Only the lines holding the string "plantation" are needed; copy each of them from the data.

# # # # # # #

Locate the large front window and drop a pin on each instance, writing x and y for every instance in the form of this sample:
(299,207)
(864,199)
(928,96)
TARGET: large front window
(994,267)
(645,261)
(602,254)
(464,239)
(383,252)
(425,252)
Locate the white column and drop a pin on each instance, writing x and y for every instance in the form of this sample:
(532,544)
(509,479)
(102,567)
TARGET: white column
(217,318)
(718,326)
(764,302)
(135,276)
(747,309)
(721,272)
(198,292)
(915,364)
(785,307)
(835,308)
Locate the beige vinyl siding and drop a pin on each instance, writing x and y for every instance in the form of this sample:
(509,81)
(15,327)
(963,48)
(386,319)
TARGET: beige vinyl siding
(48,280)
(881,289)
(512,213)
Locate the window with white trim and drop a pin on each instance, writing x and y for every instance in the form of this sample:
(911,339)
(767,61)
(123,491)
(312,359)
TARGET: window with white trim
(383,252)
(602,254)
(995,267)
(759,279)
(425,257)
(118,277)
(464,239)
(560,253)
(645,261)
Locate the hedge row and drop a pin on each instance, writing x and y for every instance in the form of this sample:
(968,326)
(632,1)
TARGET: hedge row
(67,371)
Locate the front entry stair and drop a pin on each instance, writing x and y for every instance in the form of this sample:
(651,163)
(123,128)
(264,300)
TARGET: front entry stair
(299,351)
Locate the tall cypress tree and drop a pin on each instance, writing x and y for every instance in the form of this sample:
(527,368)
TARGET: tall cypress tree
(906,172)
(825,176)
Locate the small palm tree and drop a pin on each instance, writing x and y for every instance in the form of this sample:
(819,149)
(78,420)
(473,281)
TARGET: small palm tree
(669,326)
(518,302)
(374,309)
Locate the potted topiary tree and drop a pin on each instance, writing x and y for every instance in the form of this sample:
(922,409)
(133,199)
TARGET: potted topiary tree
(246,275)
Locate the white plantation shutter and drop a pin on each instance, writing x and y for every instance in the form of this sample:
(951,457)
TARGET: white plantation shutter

# # # # # # #

**SOLUTION TO THIS PROBLEM**.
Locate the white plantation shutter and drop a pin on each instance, writing x and y for every instance in the form of this sample:
TARGET: white plantation shutter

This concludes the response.